_THE REQUEST_:
Transcribe the records below exactly, leaving out any pictures.

_Object pointing dataset rows_:
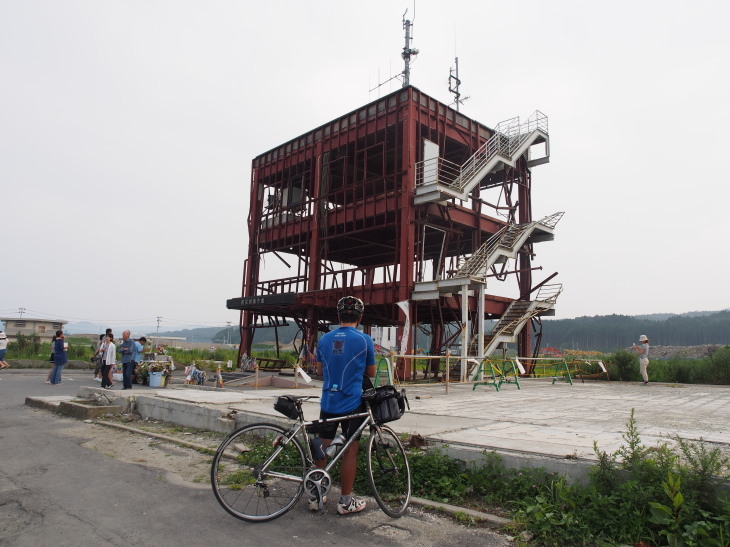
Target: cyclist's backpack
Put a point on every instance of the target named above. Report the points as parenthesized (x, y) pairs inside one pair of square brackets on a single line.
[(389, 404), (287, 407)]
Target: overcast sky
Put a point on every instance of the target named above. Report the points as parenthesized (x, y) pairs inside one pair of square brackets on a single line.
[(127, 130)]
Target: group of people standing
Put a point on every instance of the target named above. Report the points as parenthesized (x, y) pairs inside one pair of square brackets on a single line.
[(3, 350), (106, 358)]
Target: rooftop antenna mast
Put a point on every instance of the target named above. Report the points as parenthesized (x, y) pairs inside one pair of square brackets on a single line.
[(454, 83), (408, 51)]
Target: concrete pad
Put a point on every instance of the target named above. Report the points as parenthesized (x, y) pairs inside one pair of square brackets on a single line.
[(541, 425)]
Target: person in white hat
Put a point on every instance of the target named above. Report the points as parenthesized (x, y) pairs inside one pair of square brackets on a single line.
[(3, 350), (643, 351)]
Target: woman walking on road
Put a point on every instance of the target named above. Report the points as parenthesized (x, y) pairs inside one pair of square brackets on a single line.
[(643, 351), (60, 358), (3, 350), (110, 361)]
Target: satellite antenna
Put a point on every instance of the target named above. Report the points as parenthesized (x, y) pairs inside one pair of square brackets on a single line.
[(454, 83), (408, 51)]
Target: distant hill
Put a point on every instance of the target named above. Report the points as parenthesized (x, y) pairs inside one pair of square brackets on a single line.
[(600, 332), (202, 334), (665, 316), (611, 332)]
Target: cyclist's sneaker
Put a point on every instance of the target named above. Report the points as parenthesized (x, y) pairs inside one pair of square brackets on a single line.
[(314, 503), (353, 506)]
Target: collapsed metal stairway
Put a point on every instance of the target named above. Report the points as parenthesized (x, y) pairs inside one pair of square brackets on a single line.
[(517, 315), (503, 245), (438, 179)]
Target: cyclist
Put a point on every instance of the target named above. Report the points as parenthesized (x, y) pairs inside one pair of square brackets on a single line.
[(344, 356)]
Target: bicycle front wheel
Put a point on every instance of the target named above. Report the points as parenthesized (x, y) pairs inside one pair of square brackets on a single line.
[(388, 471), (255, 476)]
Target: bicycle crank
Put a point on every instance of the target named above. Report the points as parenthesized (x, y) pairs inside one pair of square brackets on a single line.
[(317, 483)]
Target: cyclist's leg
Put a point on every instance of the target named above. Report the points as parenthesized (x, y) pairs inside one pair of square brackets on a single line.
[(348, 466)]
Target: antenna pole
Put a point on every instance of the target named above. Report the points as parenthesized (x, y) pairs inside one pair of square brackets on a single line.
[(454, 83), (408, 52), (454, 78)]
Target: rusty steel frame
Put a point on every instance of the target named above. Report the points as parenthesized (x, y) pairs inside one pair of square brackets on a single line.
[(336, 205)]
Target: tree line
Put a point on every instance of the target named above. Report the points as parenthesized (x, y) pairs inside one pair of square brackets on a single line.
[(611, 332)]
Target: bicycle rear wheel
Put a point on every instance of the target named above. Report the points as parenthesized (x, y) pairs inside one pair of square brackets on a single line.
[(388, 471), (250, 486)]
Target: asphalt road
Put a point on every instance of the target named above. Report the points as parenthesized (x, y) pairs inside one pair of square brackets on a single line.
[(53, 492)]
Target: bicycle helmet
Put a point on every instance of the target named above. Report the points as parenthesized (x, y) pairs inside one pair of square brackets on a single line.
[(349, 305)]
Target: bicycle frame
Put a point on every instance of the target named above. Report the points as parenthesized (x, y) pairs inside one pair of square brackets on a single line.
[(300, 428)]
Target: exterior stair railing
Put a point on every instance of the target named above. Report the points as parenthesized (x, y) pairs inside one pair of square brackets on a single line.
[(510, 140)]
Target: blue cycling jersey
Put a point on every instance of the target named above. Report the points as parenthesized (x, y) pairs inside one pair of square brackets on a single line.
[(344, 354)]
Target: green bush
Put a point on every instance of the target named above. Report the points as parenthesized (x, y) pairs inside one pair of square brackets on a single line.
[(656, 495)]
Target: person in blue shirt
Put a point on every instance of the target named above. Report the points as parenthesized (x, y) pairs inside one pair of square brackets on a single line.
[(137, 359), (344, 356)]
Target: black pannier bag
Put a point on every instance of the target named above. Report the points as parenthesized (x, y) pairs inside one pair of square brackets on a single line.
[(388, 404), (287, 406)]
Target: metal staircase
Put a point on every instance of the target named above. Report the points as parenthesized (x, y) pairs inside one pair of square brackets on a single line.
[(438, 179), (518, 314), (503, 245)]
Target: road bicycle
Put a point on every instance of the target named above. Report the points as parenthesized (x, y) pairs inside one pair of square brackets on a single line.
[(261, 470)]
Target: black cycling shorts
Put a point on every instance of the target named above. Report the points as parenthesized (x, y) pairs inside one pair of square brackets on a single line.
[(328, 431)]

_COMPLETE RESPONSE_:
Target: cyclist's backpack
Put a point on every instance of the target named above. Report the points as parenthesized (x, y) pairs inside one pair of square brackets on a single line.
[(389, 404), (287, 407)]
Target: overcast sky
Put a point on every instance of the target named above. Report the points as parenthesized (x, y) pairs inside one pair of square brackets on a single line.
[(127, 130)]
Target: group of people standing
Put a point on every instance of the target named above. Report the points as parenthesized (x, y) pairs inside one pair of square brackets on a single line.
[(3, 350), (106, 358)]
Target: rooftop antenna mast
Put a point on every instance of the target named above. Report the points as parenthesized (x, y) pairs inside one pair of square brackets on a single line.
[(454, 83), (408, 51)]
Target: concrete pad
Put a point on every instance of the target named above. Report the points as parenthesized (x, y) pairs inside one pair of square brackets on a single line.
[(541, 425)]
Target: person in white hat
Put a point on every instance of the target named above. Report the points as parenthesized (x, y) pairs inside one pair of square brackets on a single line.
[(3, 350), (643, 351)]
Target: woman walking on road
Put a point on every instance of the target named above. Report the points as parenthesized (x, y) pairs inside one pair of square brackets on a single line.
[(643, 351), (60, 358), (3, 350), (110, 361)]
Target: satellite antenna
Put a point on every instance of the target named above. Report the points as parenthesized (x, y) pairs inside one pair of square brackets on a single line.
[(454, 83), (408, 51)]
Target: distant hill
Put a point on every instance of the target named above. Report the points as parenthesized (x, y) pairs inside one pair of square brackets on a single line.
[(600, 332), (202, 334), (665, 316), (611, 332)]
Target: cyclist's sneaker
Put a point on every instance of the target named above. Report the points as parenthesized (x, y) pairs inside one pair of square brackets on a single line.
[(314, 503), (353, 506)]
Target: collapsed metal stairway
Put a point on every instance of the target named above. Report the points as parenthesized (x, y) pairs inside one pair of square brackets on a single line.
[(517, 315), (503, 245), (438, 179)]
Target: cyclist
Put a point on every instance of the target named above. Report the points as parenthesized (x, y) pairs inside one pair of square brackets on a single line.
[(344, 356)]
Target: bicycle front wheel
Put a point on every instance of the target named above. Report the points as parenthesized (x, y) pairs inside one pair of square brackets on a single line.
[(388, 471), (255, 476)]
Target: bicycle crank
Put a point on every instance of the target named above. Report the points as parenthesized (x, y) pairs inside one pair of square brackets on a single line.
[(317, 483)]
Target: cyclist's leg
Put a point on every instance of the target named above. Report the points as parenthesized (x, y) pairs inside one pair of square brackets on a single line.
[(348, 466)]
Target: antenna pole
Put a point on every instance of the target named above. Report the points as parenthesized (x, y) pairs inside one pair of square brackets on a single line.
[(454, 83), (408, 52), (454, 78)]
Target: rusty steel frame
Put a point on every instance of the target named above. Report the points as parenthesized (x, y) pairs inside one pair of square brackets on a single line.
[(336, 205)]
Target: tree line
Put a point on every instance of the target named above. Report the points as parenthesized (x, y) pairs inside one pair of square brackets on a single line.
[(611, 332)]
Target: bicycle rear wheel
Put a point on every instance of the target named above. Report the points as parenthesized (x, y) pairs inside one pair of square brackets on a single line.
[(388, 471), (250, 486)]
Target: asphalt road
Put a point on every instance of the target named above. Report the points as parenthesized (x, y) pairs inside one pair of square brackets on a single line.
[(53, 492)]
Target: bicycle helmet
Put a point on every instance of the target named above. Report the points as parenthesized (x, y) pairs inside one pair of square brackets on a single line.
[(349, 305)]
Target: bicycle frame
Put a point on every instance of the target named above. Report the points as parenthesized (x, y) pairs inside one pair of square brackets on a single line.
[(300, 428)]
Target: exterior stair railing
Put a point on every instance of the target named above. Report the points as parenthesized (x, y) pairs inside one pair of square brackets on a single line.
[(510, 140)]
Target: blue cycling jersey
Put a point on every instance of the target named above. Report the points as parenthesized (x, y) pairs inside one pair of square brackets on a single line.
[(344, 354)]
Target: green bush
Put a point on every instance of the target named above. Report the points as parenthesized (x, y) pairs inside one pair of square brackets on a single line.
[(656, 495)]
Target: person in blue shirt
Put a point on every instance of the target named above. Report the points as parenthesized (x, y) pairs inside one pair of square brackets on a single line.
[(137, 359), (344, 356)]
Target: black pannier bag
Put a point on every instance of the target named above. Report the points as parenthesized (x, y) pairs inside one pair of square brackets on a single line.
[(388, 404), (287, 406)]
Target: metal staircase
Put a point on every instance of the target named above. Report the points as parenthesized (x, y) pairs inside one pair of square brackets on a single line.
[(438, 179), (518, 314), (503, 245)]
Target: road bicycle
Put a point on every instance of the target named above. Report the points as parenthesized (x, y) pairs inside one pair of square brackets on a single line.
[(261, 470)]
Target: black cycling shorts
Put a point on every instance of the target named above. Report the points as parenthesized (x, y) pairs inside one pair of square brackets on a single line.
[(328, 431)]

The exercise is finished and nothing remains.